■ What you should do ■
Write out exactly, please, the lines from the one containing "the dark speckled" to the end of the material.
......
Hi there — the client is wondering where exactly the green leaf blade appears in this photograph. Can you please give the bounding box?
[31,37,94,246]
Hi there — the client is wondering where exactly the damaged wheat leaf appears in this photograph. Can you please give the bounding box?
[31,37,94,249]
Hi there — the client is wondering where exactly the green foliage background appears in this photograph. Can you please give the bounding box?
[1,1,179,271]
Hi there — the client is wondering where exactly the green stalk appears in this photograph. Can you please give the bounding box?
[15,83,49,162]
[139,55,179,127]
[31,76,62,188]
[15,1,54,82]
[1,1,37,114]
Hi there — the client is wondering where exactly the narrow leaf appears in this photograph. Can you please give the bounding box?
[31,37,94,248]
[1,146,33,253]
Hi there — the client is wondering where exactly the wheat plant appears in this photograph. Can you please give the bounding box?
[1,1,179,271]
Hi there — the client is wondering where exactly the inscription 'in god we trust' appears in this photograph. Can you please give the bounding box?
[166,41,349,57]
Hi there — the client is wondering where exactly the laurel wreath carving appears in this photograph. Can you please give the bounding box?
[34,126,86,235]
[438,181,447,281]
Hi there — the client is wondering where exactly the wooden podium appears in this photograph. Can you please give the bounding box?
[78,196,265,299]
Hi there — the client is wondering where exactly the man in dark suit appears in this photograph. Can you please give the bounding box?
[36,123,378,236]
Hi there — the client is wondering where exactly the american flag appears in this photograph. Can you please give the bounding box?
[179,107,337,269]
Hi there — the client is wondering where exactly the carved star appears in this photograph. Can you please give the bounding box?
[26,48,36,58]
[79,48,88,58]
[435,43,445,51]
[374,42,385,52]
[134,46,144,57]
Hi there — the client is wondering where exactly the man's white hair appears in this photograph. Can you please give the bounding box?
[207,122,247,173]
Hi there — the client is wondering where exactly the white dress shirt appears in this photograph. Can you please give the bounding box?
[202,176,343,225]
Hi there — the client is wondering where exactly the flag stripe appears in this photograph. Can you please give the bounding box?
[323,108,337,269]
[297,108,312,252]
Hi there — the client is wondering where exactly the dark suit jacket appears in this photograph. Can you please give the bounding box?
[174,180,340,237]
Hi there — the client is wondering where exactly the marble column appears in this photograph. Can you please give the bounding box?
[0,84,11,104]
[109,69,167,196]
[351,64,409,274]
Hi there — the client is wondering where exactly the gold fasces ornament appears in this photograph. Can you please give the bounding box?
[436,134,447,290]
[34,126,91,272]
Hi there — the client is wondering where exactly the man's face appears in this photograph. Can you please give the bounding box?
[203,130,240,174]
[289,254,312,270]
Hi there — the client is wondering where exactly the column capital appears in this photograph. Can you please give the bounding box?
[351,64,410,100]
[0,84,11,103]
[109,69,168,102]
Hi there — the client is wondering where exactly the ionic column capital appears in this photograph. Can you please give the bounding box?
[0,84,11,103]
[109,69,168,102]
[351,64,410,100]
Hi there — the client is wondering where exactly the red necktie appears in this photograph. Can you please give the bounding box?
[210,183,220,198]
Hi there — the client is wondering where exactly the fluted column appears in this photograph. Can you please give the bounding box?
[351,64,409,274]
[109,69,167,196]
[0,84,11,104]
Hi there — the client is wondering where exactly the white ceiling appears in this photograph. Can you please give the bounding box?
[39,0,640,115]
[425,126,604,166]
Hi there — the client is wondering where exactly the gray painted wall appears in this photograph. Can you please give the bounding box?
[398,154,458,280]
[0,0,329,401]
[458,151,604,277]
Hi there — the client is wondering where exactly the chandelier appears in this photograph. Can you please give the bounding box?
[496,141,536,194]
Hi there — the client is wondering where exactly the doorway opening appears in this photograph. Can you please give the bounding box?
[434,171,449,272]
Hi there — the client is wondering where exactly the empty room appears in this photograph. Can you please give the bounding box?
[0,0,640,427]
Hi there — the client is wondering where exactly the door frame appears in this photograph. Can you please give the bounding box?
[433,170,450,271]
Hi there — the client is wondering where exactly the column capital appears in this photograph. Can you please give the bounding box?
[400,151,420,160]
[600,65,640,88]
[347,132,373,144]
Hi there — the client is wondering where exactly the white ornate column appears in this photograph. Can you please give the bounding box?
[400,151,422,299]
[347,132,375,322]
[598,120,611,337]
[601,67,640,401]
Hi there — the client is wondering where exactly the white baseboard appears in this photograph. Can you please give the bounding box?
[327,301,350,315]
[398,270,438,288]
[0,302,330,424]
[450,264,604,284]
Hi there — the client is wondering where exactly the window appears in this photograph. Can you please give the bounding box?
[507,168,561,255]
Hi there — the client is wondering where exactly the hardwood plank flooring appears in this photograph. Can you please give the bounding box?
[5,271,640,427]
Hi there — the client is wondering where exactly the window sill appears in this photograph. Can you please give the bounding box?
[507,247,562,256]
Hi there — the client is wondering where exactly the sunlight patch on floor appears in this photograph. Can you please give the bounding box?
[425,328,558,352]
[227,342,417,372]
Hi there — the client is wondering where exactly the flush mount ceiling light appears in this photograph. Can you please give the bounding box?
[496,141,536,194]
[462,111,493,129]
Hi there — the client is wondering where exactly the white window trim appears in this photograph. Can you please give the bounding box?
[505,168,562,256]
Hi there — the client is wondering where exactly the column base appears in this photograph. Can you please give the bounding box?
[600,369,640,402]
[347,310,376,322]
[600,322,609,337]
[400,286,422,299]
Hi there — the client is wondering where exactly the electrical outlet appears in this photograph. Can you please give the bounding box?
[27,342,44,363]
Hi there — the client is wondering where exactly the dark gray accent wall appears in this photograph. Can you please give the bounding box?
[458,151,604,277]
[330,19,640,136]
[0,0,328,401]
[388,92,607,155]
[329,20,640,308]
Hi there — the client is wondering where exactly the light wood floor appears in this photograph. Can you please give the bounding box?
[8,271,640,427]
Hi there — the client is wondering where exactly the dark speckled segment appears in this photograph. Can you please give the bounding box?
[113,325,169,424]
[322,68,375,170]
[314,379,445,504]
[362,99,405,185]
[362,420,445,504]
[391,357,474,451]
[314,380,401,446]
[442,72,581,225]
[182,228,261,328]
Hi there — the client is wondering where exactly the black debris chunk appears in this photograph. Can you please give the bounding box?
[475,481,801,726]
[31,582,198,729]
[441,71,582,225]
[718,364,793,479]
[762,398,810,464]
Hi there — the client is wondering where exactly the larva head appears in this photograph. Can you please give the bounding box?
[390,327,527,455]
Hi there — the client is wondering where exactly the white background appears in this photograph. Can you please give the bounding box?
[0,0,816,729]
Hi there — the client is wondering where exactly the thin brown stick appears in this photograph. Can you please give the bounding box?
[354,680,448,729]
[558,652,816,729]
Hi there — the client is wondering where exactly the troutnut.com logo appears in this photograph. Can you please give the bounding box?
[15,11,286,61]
......
■ Task result ■
Hi there — the client is wondering where exactly the dark speckled segment appears in this photograph. Can you please give the bounding box?
[113,325,169,424]
[322,68,375,170]
[314,379,445,504]
[362,99,405,185]
[362,420,445,504]
[391,357,474,451]
[314,380,401,446]
[442,72,581,225]
[182,228,261,328]
Hi there — the client is wondering where exactly the black debris chunk appears in this photograph. Can you please give the bounding box?
[475,481,801,726]
[31,582,198,729]
[441,71,582,225]
[718,364,793,479]
[762,398,810,464]
Hi there — the client is wondering where exactly the larva head appears in this photograph. Can you please give the bounding box?
[390,327,527,455]
Hi there — the client is wondering where exactly the white background appears in this photograph. Can you please give the bounding box?
[0,0,816,729]
Hi there — the client is wondering where exactly the thin brown stick appears in this photograph. Can you please give the bounding box?
[354,680,448,729]
[558,652,816,729]
Hi there — the client is wondering where exactly the troutnut.com logo appears in this photograph. Can you please give the bounding box?
[15,11,286,61]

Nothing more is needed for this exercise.